Stored entries:
========
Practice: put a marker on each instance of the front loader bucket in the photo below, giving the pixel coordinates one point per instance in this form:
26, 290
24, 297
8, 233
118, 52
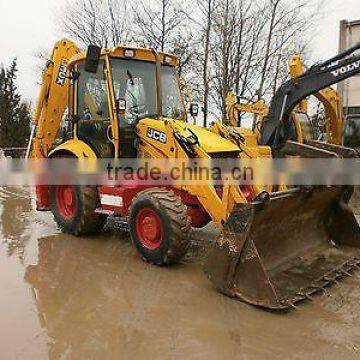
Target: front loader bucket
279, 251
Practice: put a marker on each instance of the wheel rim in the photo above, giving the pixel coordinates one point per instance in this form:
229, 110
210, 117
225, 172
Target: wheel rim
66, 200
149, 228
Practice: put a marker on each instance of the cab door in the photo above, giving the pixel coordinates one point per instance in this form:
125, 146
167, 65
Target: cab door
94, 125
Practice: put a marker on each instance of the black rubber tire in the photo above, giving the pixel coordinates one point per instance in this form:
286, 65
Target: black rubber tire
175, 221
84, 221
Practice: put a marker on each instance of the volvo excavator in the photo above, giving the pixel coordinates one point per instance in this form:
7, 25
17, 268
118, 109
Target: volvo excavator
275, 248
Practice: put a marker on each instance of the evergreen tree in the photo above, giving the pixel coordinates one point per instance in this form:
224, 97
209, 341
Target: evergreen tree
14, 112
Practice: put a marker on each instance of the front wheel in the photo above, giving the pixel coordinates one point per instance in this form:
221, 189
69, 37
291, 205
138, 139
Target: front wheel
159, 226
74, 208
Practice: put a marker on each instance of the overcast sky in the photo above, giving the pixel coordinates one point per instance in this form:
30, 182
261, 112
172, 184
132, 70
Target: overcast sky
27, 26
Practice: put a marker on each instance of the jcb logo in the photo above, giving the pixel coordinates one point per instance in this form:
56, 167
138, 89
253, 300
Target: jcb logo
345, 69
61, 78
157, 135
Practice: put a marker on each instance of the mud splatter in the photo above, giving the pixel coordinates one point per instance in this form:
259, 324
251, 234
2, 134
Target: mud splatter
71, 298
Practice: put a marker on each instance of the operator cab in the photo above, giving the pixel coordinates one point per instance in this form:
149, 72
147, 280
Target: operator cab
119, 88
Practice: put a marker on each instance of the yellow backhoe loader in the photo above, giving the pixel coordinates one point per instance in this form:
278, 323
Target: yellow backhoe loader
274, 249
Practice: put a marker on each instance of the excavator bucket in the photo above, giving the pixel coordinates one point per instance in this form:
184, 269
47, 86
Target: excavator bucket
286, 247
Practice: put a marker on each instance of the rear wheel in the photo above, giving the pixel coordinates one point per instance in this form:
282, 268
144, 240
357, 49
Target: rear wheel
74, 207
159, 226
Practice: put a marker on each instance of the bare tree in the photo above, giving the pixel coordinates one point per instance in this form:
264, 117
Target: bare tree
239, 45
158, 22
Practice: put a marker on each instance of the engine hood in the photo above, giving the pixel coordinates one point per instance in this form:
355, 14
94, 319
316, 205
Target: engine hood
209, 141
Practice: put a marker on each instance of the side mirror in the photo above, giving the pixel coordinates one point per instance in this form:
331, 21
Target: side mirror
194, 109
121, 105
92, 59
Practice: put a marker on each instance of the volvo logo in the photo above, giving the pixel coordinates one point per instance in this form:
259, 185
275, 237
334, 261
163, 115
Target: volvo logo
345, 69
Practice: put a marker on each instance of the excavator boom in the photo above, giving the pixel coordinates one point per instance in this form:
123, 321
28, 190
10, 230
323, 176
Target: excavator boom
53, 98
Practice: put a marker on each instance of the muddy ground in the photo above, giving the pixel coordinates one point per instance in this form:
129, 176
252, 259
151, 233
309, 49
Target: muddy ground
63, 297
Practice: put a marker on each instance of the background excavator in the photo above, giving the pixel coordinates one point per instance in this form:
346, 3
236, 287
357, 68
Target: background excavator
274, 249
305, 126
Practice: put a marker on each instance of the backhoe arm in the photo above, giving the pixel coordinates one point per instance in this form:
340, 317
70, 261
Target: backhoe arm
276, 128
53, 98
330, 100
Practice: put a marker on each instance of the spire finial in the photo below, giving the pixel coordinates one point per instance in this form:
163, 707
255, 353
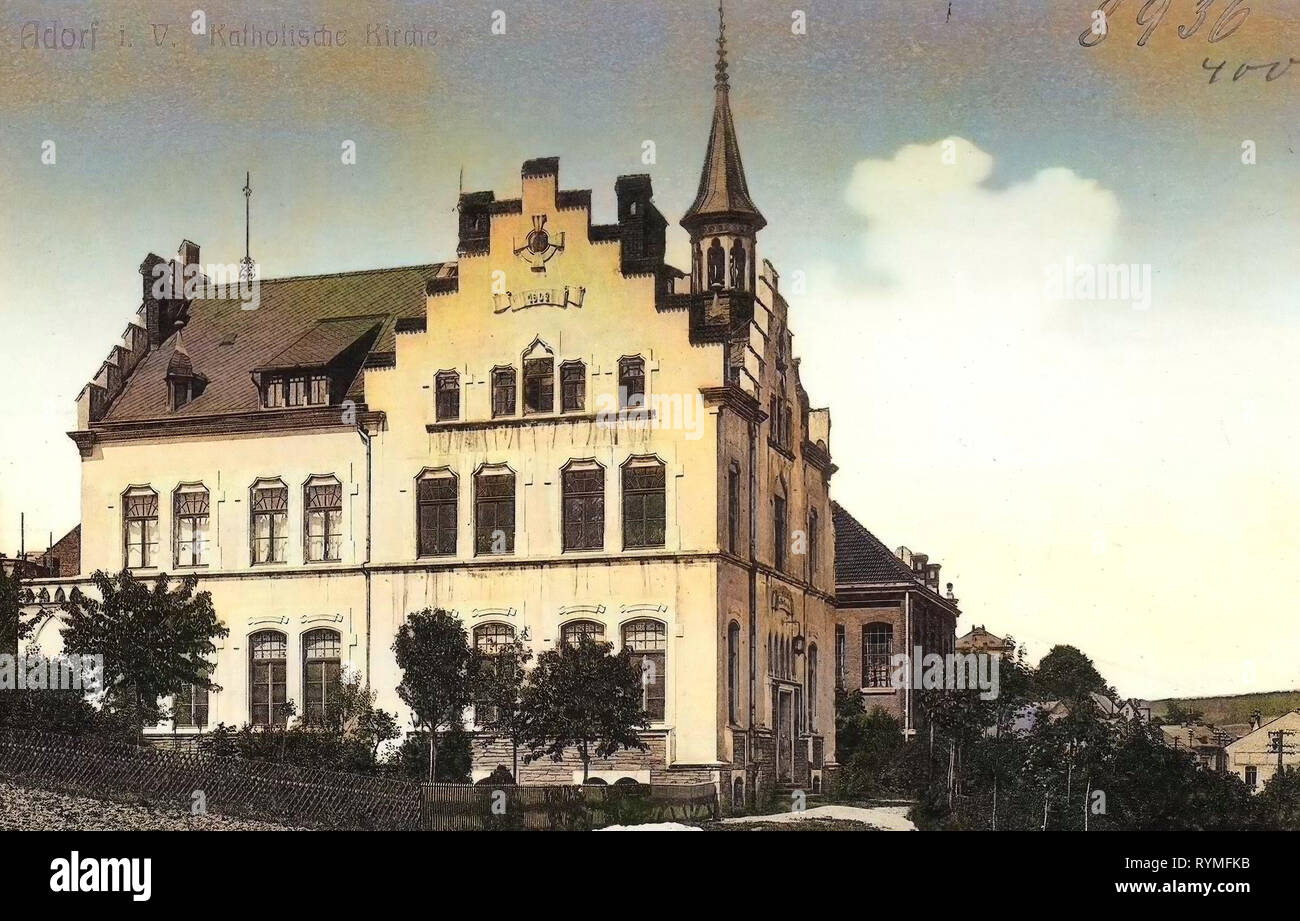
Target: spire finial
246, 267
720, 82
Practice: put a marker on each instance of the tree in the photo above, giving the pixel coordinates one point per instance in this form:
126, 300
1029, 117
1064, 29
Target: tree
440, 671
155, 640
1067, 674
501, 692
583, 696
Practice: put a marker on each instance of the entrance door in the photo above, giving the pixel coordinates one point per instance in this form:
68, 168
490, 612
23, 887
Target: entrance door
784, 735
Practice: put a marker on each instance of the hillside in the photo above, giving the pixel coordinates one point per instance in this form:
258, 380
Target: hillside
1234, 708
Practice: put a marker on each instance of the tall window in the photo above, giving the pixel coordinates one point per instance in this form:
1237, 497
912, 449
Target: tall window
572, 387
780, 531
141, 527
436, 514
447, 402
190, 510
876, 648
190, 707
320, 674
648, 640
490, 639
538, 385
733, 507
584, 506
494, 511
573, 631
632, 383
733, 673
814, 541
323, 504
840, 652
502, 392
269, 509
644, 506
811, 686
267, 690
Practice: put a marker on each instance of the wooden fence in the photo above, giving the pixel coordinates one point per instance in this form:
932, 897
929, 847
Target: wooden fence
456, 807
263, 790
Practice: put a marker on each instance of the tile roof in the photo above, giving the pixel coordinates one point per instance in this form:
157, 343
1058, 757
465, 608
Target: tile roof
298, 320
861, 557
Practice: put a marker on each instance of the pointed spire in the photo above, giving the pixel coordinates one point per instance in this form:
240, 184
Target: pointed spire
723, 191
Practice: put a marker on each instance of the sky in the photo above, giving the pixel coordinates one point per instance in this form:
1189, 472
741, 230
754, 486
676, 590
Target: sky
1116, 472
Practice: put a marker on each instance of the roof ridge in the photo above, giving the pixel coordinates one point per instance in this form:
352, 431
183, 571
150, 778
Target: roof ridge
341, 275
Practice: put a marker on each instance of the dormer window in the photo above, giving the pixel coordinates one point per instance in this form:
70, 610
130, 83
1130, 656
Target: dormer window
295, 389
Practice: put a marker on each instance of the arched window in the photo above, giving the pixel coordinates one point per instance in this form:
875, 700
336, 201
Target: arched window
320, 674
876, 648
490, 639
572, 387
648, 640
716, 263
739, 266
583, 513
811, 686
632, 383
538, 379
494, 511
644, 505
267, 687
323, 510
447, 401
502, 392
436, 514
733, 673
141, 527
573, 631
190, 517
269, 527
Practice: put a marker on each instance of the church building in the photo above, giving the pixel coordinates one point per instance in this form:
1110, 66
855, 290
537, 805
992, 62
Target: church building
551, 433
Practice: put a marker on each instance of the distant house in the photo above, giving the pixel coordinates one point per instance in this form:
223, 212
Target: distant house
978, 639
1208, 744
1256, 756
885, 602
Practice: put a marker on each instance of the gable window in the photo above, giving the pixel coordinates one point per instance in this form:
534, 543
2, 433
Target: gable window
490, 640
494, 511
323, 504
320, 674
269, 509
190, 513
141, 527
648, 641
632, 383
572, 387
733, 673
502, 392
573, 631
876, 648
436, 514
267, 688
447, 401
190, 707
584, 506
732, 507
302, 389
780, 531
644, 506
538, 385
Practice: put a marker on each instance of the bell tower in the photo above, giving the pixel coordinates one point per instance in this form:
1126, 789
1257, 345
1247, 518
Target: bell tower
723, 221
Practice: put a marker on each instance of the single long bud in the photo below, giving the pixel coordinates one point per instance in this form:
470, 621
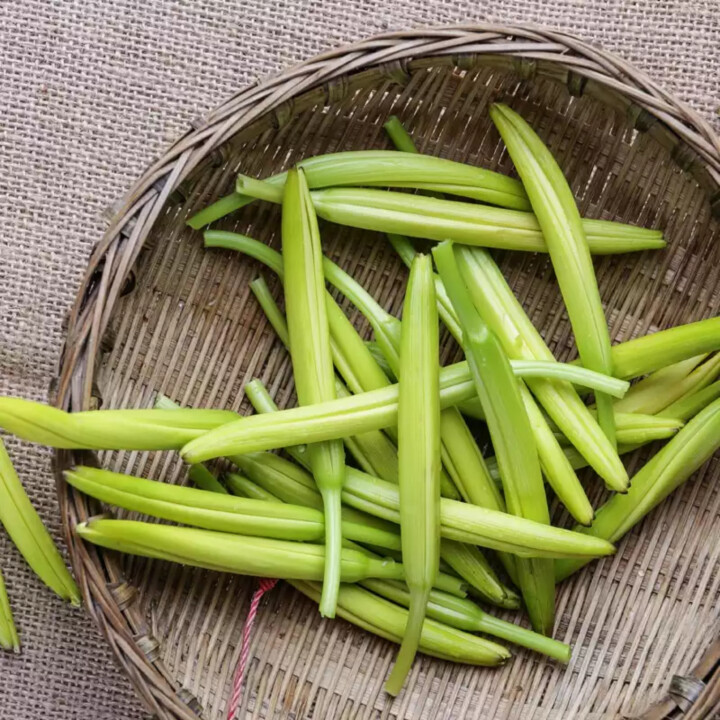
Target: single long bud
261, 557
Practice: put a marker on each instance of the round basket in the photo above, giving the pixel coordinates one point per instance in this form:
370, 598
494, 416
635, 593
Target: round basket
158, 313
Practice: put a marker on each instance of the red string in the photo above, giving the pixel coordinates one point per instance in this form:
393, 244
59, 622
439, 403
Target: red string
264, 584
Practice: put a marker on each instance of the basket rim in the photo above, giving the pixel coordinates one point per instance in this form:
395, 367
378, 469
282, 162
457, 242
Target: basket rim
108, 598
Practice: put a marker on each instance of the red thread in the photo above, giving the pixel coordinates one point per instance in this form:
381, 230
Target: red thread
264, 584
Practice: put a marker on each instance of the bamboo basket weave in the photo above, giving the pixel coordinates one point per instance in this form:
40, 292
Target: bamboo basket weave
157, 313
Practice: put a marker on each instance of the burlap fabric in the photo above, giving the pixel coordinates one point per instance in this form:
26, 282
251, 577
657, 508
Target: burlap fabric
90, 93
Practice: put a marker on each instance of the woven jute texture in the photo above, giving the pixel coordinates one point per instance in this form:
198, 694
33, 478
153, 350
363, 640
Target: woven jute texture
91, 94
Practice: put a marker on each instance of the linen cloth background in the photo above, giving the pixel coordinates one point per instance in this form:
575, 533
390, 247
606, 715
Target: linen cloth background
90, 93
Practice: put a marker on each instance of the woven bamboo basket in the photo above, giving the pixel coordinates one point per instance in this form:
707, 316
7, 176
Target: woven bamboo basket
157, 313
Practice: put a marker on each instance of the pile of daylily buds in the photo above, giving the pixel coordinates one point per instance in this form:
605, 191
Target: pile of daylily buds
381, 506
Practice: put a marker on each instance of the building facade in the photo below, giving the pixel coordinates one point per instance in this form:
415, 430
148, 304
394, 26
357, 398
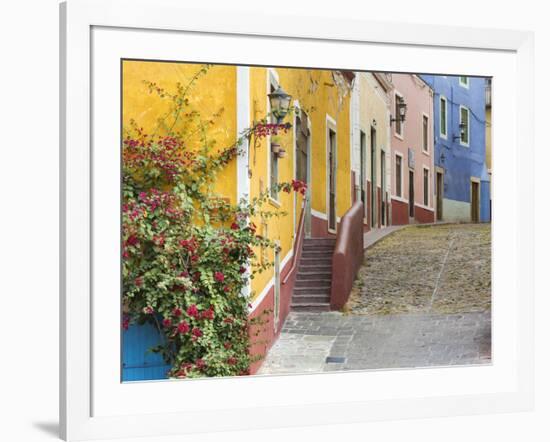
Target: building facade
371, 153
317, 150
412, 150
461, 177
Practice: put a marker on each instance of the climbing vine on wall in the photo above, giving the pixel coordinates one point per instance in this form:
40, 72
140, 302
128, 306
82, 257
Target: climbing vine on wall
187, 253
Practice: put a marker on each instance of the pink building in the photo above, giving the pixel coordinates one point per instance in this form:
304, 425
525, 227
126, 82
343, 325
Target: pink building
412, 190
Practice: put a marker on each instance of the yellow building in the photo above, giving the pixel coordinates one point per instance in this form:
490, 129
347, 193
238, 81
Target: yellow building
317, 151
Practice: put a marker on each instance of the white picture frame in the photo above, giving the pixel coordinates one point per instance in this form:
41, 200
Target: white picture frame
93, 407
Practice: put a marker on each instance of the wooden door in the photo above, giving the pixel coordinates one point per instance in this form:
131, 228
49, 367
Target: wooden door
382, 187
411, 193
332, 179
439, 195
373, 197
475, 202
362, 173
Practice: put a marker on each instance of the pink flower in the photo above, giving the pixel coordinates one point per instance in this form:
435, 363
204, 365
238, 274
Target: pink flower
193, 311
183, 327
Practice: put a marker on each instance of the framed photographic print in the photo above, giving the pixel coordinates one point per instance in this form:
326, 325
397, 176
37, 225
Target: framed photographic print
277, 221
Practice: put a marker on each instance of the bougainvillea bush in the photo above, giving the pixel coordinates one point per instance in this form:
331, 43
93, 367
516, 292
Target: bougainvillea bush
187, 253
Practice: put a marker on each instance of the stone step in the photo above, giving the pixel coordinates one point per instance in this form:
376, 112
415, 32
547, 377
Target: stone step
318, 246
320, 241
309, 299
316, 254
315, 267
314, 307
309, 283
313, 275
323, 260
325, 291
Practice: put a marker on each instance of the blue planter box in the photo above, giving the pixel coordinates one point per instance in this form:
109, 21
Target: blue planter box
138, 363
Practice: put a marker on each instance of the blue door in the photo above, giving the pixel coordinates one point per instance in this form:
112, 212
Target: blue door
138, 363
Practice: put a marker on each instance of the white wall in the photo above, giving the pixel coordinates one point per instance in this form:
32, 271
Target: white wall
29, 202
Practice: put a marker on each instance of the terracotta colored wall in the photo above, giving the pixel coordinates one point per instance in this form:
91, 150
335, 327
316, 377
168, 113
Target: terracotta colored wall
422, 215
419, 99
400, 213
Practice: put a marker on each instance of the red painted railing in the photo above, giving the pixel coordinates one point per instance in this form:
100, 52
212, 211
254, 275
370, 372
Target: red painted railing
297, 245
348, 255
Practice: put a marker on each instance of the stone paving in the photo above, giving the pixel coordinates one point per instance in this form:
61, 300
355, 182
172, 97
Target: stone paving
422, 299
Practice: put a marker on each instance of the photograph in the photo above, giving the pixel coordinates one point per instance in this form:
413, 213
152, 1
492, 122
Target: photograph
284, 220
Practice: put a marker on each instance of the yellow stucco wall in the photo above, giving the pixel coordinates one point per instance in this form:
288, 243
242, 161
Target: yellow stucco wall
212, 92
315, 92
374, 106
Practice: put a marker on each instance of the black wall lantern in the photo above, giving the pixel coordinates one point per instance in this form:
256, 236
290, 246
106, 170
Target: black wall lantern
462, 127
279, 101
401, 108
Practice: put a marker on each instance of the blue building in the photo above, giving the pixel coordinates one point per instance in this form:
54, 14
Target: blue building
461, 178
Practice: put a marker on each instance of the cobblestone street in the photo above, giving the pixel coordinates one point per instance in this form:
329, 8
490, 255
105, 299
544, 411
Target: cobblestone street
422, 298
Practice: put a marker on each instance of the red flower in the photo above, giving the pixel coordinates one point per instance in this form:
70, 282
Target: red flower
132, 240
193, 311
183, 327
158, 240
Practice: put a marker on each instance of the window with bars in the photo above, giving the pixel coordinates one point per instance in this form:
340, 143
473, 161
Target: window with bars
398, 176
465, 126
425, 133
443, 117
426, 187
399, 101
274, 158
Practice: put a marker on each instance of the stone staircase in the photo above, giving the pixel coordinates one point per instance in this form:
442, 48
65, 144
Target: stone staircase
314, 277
========
_TASK BRIEF_.
Every line from the one containing "Practice: put a marker on each instance of the cobblestone" through the last line of the entries must be written out verbatim, and no other line.

_EXERCISE ANSWER_.
Practice: put a marker on each instance of the cobblestone street in the photo above, giving the pixel coordinates one point per instance in this form:
329, 8
490, 255
105, 299
544, 411
Target: cobblestone street
422, 298
Practice: put a marker on each instance of the red flower in the photo above, giving the pixel coordinates one point per instance in this form:
70, 282
Target: red flower
132, 240
193, 311
183, 327
158, 240
Practice: put a marker on each instance of the window with bars in the photo above, giving the pixel coordinates one point per instance in this form:
340, 143
473, 161
Target: window with bars
398, 176
465, 126
425, 133
443, 117
426, 187
399, 101
274, 158
Practice: put a marker on each instance of the stone staircase in the photo above, giving the pixel coordinates one point per instance in this form:
442, 48
65, 144
Target: stone staircase
314, 277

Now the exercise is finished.